▸ TASK INSTRUCTIONS
Your output should be the line with "Mark one point per instance of the man's" and all following lines of the data below, through the end, repeated exactly.

(Stored items)
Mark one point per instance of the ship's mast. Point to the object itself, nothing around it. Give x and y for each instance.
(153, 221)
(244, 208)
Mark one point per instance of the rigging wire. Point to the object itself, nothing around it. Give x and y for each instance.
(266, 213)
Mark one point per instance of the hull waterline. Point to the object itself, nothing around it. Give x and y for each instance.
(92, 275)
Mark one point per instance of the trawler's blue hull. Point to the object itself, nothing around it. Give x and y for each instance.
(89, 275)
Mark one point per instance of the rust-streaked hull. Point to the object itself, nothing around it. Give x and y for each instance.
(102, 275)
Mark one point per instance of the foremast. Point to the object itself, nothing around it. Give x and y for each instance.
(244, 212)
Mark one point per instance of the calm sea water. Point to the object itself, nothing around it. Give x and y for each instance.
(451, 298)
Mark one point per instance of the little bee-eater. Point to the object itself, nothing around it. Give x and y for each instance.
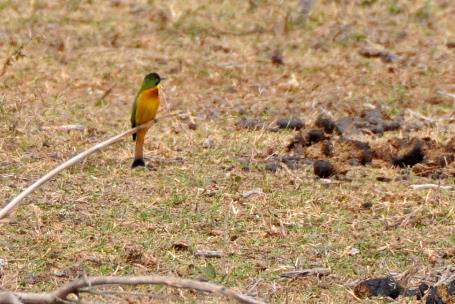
(144, 110)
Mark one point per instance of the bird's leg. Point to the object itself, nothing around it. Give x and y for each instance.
(139, 150)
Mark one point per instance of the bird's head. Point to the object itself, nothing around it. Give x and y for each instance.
(151, 81)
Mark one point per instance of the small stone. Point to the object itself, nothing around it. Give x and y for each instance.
(208, 143)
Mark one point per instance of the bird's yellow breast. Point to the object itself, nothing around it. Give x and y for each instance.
(147, 105)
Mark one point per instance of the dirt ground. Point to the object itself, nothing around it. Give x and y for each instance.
(367, 84)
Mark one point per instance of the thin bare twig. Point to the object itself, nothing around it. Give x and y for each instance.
(429, 186)
(81, 156)
(319, 272)
(78, 285)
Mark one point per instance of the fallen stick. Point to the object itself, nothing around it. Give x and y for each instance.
(429, 186)
(81, 156)
(319, 272)
(79, 286)
(210, 254)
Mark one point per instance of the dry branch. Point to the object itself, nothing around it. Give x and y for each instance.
(81, 156)
(77, 287)
(429, 186)
(319, 272)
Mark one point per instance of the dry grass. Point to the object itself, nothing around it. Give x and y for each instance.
(103, 218)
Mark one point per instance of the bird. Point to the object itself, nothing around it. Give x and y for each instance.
(144, 109)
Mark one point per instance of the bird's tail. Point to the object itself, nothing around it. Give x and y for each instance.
(139, 137)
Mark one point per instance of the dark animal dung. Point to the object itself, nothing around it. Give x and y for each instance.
(411, 156)
(384, 287)
(292, 123)
(323, 168)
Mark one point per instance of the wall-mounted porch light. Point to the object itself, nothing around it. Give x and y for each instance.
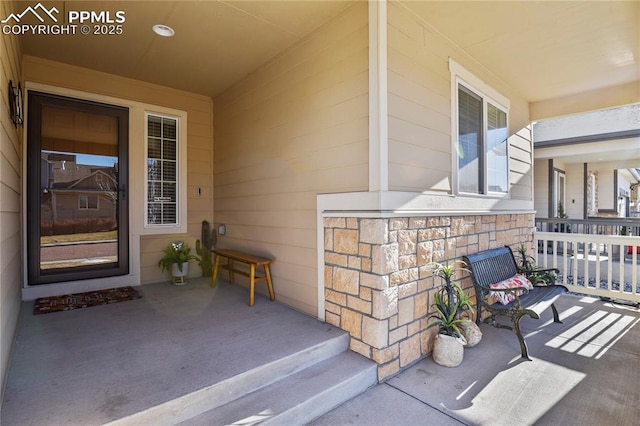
(15, 104)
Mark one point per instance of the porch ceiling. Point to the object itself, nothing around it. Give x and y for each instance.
(544, 50)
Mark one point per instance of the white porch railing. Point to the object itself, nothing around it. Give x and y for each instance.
(599, 265)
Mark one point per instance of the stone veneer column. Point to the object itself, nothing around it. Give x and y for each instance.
(377, 283)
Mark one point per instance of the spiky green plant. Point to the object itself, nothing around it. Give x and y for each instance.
(448, 309)
(176, 252)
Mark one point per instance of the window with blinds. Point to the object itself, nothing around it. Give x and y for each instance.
(483, 162)
(162, 170)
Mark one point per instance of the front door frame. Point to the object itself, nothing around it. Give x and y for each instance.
(34, 271)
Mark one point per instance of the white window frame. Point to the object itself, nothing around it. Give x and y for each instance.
(181, 164)
(461, 76)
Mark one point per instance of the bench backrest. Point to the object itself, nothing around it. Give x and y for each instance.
(491, 266)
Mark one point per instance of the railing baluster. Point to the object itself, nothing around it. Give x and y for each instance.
(571, 248)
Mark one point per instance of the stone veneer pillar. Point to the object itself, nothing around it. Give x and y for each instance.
(377, 283)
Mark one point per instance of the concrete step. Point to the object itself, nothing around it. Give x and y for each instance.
(299, 398)
(216, 395)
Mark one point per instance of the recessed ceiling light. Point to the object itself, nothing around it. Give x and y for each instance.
(163, 30)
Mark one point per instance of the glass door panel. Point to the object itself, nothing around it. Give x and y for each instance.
(77, 181)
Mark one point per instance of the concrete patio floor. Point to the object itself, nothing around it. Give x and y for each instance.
(584, 372)
(91, 366)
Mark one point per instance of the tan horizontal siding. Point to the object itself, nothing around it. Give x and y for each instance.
(10, 199)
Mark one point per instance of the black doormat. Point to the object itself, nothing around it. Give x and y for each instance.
(45, 305)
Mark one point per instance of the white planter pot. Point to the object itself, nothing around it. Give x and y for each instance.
(471, 333)
(448, 351)
(180, 277)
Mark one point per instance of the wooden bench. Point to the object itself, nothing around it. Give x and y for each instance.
(249, 259)
(496, 265)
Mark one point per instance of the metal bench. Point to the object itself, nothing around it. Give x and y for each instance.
(249, 259)
(496, 265)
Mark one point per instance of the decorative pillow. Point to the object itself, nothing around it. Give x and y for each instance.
(517, 281)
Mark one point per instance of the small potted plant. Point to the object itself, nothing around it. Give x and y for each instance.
(450, 306)
(176, 259)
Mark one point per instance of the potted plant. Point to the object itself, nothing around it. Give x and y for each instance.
(176, 259)
(451, 306)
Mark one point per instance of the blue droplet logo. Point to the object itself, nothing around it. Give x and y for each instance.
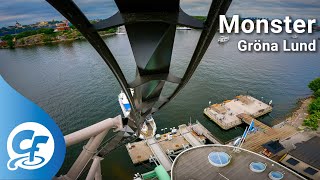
(32, 145)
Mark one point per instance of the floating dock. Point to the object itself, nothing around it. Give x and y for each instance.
(226, 114)
(186, 136)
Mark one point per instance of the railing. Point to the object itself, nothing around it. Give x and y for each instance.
(95, 133)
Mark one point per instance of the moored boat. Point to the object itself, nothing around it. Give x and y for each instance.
(149, 127)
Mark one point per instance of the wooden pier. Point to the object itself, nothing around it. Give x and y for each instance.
(247, 119)
(186, 136)
(226, 114)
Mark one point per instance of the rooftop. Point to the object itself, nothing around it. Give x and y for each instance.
(308, 152)
(194, 164)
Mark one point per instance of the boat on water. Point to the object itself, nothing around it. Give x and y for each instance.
(149, 127)
(120, 30)
(223, 39)
(183, 28)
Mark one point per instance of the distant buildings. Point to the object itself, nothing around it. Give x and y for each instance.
(305, 158)
(18, 25)
(64, 25)
(3, 43)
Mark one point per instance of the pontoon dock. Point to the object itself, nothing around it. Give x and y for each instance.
(226, 113)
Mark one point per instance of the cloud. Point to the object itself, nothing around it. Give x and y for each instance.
(31, 11)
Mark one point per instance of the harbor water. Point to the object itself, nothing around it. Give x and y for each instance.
(71, 82)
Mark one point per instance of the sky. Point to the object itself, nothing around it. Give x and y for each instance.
(32, 11)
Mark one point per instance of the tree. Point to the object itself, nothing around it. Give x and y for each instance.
(314, 106)
(10, 44)
(315, 85)
(313, 121)
(317, 93)
(7, 37)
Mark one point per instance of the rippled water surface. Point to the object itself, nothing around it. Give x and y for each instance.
(72, 83)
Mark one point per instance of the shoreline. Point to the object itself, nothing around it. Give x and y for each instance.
(293, 118)
(56, 42)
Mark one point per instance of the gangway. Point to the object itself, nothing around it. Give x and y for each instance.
(159, 153)
(188, 136)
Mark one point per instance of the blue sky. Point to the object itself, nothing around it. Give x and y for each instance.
(31, 11)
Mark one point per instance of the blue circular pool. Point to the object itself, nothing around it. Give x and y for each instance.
(219, 159)
(275, 175)
(257, 167)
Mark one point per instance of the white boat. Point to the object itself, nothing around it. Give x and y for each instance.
(223, 39)
(120, 30)
(237, 141)
(183, 28)
(149, 127)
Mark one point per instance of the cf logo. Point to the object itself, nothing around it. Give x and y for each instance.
(30, 146)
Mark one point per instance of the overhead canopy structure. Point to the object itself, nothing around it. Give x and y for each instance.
(151, 27)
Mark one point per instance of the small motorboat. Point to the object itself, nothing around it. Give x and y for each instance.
(149, 126)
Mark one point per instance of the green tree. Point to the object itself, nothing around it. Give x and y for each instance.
(314, 85)
(7, 37)
(314, 106)
(317, 93)
(10, 44)
(313, 121)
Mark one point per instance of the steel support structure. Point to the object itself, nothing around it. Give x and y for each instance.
(151, 27)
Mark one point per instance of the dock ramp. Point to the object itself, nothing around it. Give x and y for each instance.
(193, 141)
(159, 153)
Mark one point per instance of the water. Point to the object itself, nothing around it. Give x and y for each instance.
(72, 83)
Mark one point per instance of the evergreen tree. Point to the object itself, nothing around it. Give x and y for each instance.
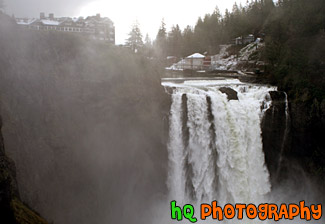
(134, 42)
(175, 41)
(161, 41)
(148, 48)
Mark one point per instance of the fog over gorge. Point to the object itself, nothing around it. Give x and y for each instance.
(94, 131)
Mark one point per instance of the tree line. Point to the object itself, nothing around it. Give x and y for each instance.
(293, 30)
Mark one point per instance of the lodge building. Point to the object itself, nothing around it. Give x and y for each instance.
(94, 27)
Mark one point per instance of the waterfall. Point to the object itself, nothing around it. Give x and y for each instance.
(222, 157)
(285, 135)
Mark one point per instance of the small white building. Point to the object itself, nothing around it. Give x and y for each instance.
(193, 62)
(244, 39)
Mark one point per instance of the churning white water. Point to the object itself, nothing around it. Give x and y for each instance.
(215, 146)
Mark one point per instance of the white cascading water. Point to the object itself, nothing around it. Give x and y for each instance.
(222, 157)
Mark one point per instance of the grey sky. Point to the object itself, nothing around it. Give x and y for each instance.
(124, 12)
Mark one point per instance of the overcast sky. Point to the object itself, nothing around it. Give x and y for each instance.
(124, 13)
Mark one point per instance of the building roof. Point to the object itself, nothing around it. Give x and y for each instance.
(50, 22)
(196, 55)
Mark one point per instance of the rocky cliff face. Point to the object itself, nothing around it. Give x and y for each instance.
(13, 211)
(295, 139)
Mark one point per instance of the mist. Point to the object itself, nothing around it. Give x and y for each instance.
(87, 125)
(84, 127)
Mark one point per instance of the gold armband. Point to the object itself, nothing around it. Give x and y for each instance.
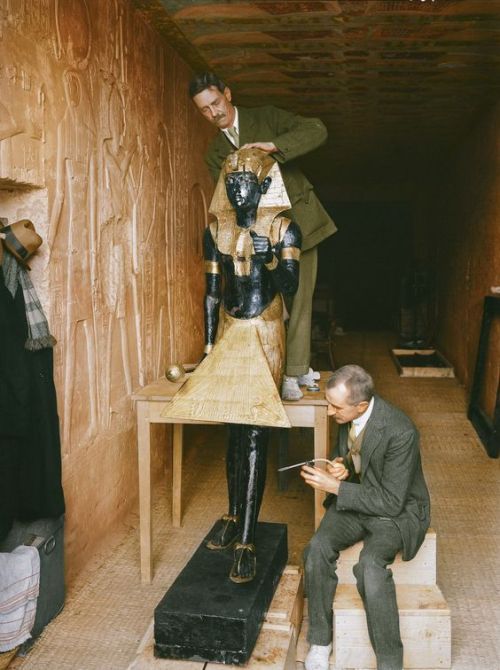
(273, 264)
(212, 267)
(290, 254)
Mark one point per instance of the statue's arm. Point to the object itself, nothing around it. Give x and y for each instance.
(282, 261)
(212, 289)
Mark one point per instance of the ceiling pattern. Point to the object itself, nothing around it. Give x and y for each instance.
(397, 82)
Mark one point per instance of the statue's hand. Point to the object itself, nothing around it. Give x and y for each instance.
(262, 247)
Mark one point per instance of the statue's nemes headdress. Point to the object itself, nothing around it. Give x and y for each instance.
(262, 164)
(249, 160)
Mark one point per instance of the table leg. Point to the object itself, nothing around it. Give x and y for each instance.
(283, 444)
(321, 450)
(144, 457)
(177, 475)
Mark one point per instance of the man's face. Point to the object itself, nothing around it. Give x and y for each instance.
(215, 106)
(339, 407)
(243, 190)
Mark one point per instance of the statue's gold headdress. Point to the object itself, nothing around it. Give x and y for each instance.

▸ WRITTEN RESPONSE
Mark one point per instance of the man's face. Point to the object itself, nothing around it. Give x and y for each instance.
(215, 106)
(339, 407)
(243, 190)
Mark one point per instance of the statue's gold headdress. Point to the object itself, nothing around it. Give x and y for each instance.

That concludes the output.